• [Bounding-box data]
--------------------------------
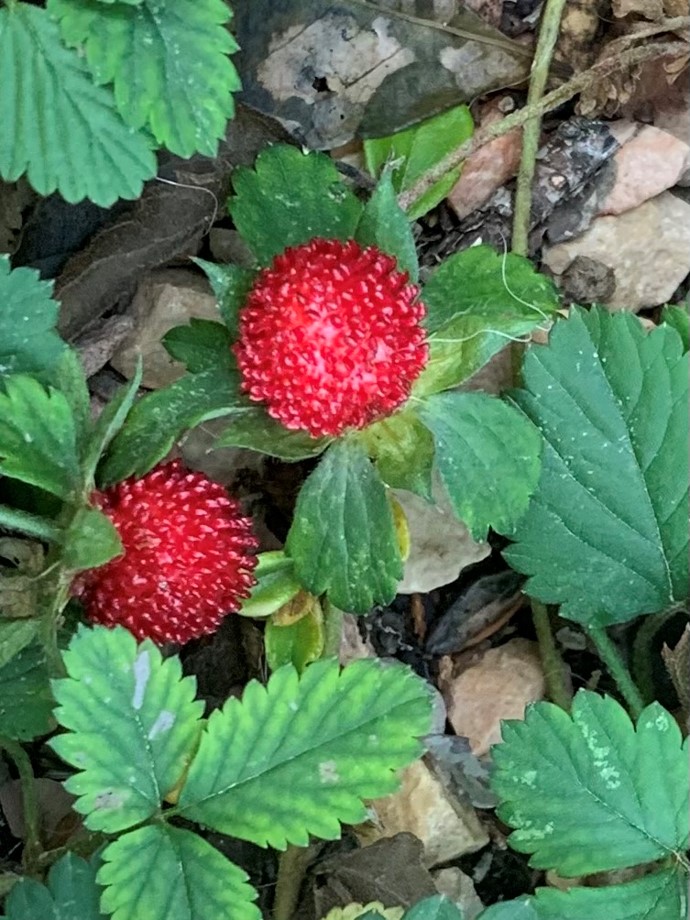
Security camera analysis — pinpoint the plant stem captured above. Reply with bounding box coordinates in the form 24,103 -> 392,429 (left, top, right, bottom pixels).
511,0 -> 565,256
530,598 -> 571,712
588,627 -> 644,719
398,35 -> 688,210
0,735 -> 43,875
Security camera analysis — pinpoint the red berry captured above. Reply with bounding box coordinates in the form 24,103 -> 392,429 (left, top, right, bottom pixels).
72,460 -> 257,643
233,239 -> 428,437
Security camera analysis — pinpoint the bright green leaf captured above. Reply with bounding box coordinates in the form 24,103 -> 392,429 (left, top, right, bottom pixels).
285,441 -> 402,613
0,3 -> 156,207
0,853 -> 106,920
99,368 -> 244,485
179,660 -> 431,849
491,690 -> 688,877
480,870 -> 687,920
0,643 -> 55,741
50,626 -> 204,833
48,0 -> 241,157
418,393 -> 542,540
97,824 -> 261,920
213,406 -> 332,460
162,318 -> 232,374
61,508 -> 123,572
364,105 -> 474,220
0,255 -> 67,377
355,169 -> 419,281
228,144 -> 362,265
0,374 -> 80,499
412,246 -> 558,395
505,310 -> 688,626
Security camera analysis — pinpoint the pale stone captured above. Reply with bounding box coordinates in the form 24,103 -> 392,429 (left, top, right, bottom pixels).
543,192 -> 690,311
439,639 -> 545,756
110,269 -> 220,390
355,758 -> 489,867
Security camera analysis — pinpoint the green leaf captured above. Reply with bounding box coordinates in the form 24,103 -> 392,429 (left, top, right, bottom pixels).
403,894 -> 462,920
2,853 -> 106,920
412,246 -> 558,396
0,374 -> 80,499
179,660 -> 431,850
480,870 -> 687,920
99,368 -> 243,485
505,310 -> 688,626
418,393 -> 542,540
60,508 -> 123,572
0,3 -> 156,207
285,441 -> 402,613
48,0 -> 241,157
49,626 -> 204,833
0,255 -> 67,377
162,319 -> 232,374
355,409 -> 434,501
239,550 -> 302,618
364,105 -> 474,220
491,690 -> 688,877
97,824 -> 261,920
228,144 -> 362,265
0,642 -> 55,741
355,170 -> 419,281
661,307 -> 690,351
213,406 -> 332,460
193,259 -> 256,341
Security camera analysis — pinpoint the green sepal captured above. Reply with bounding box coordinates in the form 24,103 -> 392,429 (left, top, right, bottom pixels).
285,440 -> 402,613
228,144 -> 362,265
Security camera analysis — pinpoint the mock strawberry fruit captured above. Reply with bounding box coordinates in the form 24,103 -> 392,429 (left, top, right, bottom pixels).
234,239 -> 428,437
72,460 -> 257,643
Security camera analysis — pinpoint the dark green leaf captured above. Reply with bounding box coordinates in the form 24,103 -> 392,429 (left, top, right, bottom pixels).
228,144 -> 362,265
355,169 -> 419,282
418,393 -> 542,540
285,441 -> 402,613
162,319 -> 233,374
505,310 -> 688,626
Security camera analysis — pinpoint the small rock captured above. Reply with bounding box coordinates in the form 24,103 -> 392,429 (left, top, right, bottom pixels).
111,269 -> 220,390
543,192 -> 690,312
355,758 -> 489,866
439,639 -> 545,756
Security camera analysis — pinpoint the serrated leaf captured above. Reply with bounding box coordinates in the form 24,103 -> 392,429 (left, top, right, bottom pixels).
285,441 -> 402,613
364,105 -> 474,220
193,259 -> 256,341
355,169 -> 419,282
0,3 -> 156,207
412,246 -> 558,396
213,406 -> 333,460
0,643 -> 55,741
418,393 -> 542,540
179,660 -> 431,849
98,368 -> 244,485
49,626 -> 204,833
0,255 -> 67,377
355,409 -> 434,501
98,824 -> 261,920
48,0 -> 241,157
491,690 -> 689,877
0,374 -> 80,499
60,508 -> 123,572
505,310 -> 688,626
228,144 -> 362,265
162,318 -> 232,374
3,853 -> 106,920
481,871 -> 687,920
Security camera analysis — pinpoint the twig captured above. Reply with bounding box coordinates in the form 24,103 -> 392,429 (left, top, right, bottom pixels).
398,42 -> 682,210
511,0 -> 565,256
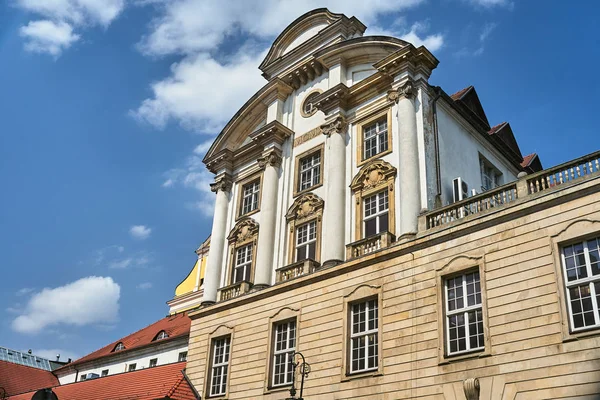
--------------------------------
• [THE EXERCISE] Turn every line of the data above into a Markdown table with the columns Row and Line, numbering the rows and skipping blank lines. Leave the pictures out of the table.

• [ANSWER IN FULL]
| Row | Line |
|---|---|
| 1 | Security camera analysis — pinpoint the plant stem captured above. Reply with bounding box coordinates in the form 24,103 -> 392,429 (left, top, right, bottom pixels). |
| 2 | 511,0 -> 565,256 |
| 3 | 530,598 -> 571,712 |
| 4 | 588,627 -> 644,719 |
| 5 | 398,35 -> 688,210 |
| 6 | 0,735 -> 43,875 |
| 7 | Security camera analysis — pinpoint the red berry captured above. Reply with bounding box coordinates in the form 24,103 -> 392,429 (left, top, right, bottom pixels). |
| 8 | 72,460 -> 257,643 |
| 9 | 233,239 -> 428,437 |
| 10 | Security camera analysis — pinpoint the bright green leaf captured above. Reply with bounding box coordinates in the form 24,103 -> 392,429 (left, top, right, bottom pixels). |
| 11 | 285,441 -> 402,613 |
| 12 | 0,3 -> 156,207 |
| 13 | 0,853 -> 106,920 |
| 14 | 99,368 -> 244,485 |
| 15 | 179,660 -> 431,849 |
| 16 | 491,690 -> 688,877 |
| 17 | 480,870 -> 687,920 |
| 18 | 0,643 -> 55,741 |
| 19 | 50,626 -> 204,833 |
| 20 | 48,0 -> 241,157 |
| 21 | 418,393 -> 542,540 |
| 22 | 97,824 -> 261,920 |
| 23 | 213,406 -> 332,460 |
| 24 | 162,318 -> 232,374 |
| 25 | 61,508 -> 123,572 |
| 26 | 364,105 -> 474,220 |
| 27 | 0,255 -> 67,377 |
| 28 | 355,169 -> 419,281 |
| 29 | 228,144 -> 362,265 |
| 30 | 0,374 -> 80,499 |
| 31 | 412,246 -> 558,395 |
| 32 | 505,310 -> 688,626 |
| 33 | Security camera analysis — pinpoint the pale stone captured above. Reply with bounding box coordinates in the form 24,103 -> 392,429 (left, top, right, bottom pixels). |
| 34 | 543,192 -> 690,311 |
| 35 | 439,639 -> 545,756 |
| 36 | 110,269 -> 220,390 |
| 37 | 355,758 -> 489,867 |
| 38 | Security camera analysis — pinpoint the green leaf captured above. Reply with bounding box coordinates in the form 24,103 -> 392,429 (left, top, right, bottom pixels). |
| 39 | 403,894 -> 462,920 |
| 40 | 2,853 -> 106,920 |
| 41 | 412,246 -> 558,396 |
| 42 | 0,374 -> 80,499 |
| 43 | 179,660 -> 431,850 |
| 44 | 480,870 -> 687,920 |
| 45 | 99,368 -> 243,485 |
| 46 | 505,310 -> 688,626 |
| 47 | 418,393 -> 542,540 |
| 48 | 60,508 -> 123,572 |
| 49 | 0,3 -> 156,207 |
| 50 | 285,441 -> 402,613 |
| 51 | 48,0 -> 241,157 |
| 52 | 49,626 -> 204,833 |
| 53 | 0,255 -> 67,377 |
| 54 | 162,319 -> 232,374 |
| 55 | 355,409 -> 434,501 |
| 56 | 239,550 -> 302,618 |
| 57 | 364,105 -> 474,220 |
| 58 | 491,690 -> 688,877 |
| 59 | 97,824 -> 261,920 |
| 60 | 228,144 -> 362,265 |
| 61 | 0,642 -> 55,741 |
| 62 | 355,170 -> 419,281 |
| 63 | 661,307 -> 690,351 |
| 64 | 213,406 -> 332,460 |
| 65 | 193,259 -> 256,341 |
| 66 | Security camera analysis — pinpoint the green sepal captured above. Reply with bounding box coordinates in the form 24,103 -> 392,429 (left, top, right, bottom pixels). |
| 67 | 285,440 -> 402,613 |
| 68 | 228,144 -> 362,265 |
| 69 | Security camera analysis — pinpoint the mock strawberry fruit captured above. Reply with bounding box coordinates in the form 24,103 -> 392,429 (left, top, right, bottom pixels). |
| 70 | 234,239 -> 428,437 |
| 71 | 72,460 -> 257,643 |
| 72 | Security camera analysis — pinpoint the dark green leaf captured above. Reply with bounding box coordinates in the form 24,103 -> 392,429 (left, top, right, bottom pixels). |
| 73 | 228,144 -> 362,265 |
| 74 | 355,169 -> 419,282 |
| 75 | 418,393 -> 542,540 |
| 76 | 285,441 -> 402,613 |
| 77 | 162,319 -> 233,374 |
| 78 | 505,310 -> 688,626 |
| 79 | Security camera analysis — pinpoint the small rock captured above. Reply with bounding box coordinates in the form 24,103 -> 392,429 (left, top, right, bottom pixels). |
| 80 | 111,269 -> 220,390 |
| 81 | 543,192 -> 690,312 |
| 82 | 355,758 -> 489,866 |
| 83 | 439,639 -> 545,756 |
| 84 | Security camera analysis — pinpoint the serrated leaf captured above. Reply with bounding box coordinates in the form 24,103 -> 392,429 (left, top, right, bottom pixels). |
| 85 | 285,441 -> 402,613 |
| 86 | 364,105 -> 474,220 |
| 87 | 193,259 -> 256,341 |
| 88 | 355,169 -> 419,282 |
| 89 | 0,3 -> 156,207 |
| 90 | 412,246 -> 558,396 |
| 91 | 213,406 -> 333,460 |
| 92 | 0,643 -> 55,741 |
| 93 | 418,393 -> 542,540 |
| 94 | 179,660 -> 431,849 |
| 95 | 98,368 -> 244,485 |
| 96 | 49,626 -> 204,833 |
| 97 | 0,255 -> 67,377 |
| 98 | 355,409 -> 434,501 |
| 99 | 98,824 -> 261,920 |
| 100 | 48,0 -> 241,157 |
| 101 | 491,690 -> 689,877 |
| 102 | 0,374 -> 80,499 |
| 103 | 60,508 -> 123,572 |
| 104 | 505,310 -> 688,626 |
| 105 | 228,144 -> 362,265 |
| 106 | 162,318 -> 232,374 |
| 107 | 3,853 -> 106,920 |
| 108 | 481,871 -> 687,920 |
| 109 | Security camera analysis — pinpoint the twig captured above. Reply with bounding box coordinates in the form 24,103 -> 392,429 (left, top, right, bottom pixels). |
| 110 | 398,42 -> 682,210 |
| 111 | 511,0 -> 565,256 |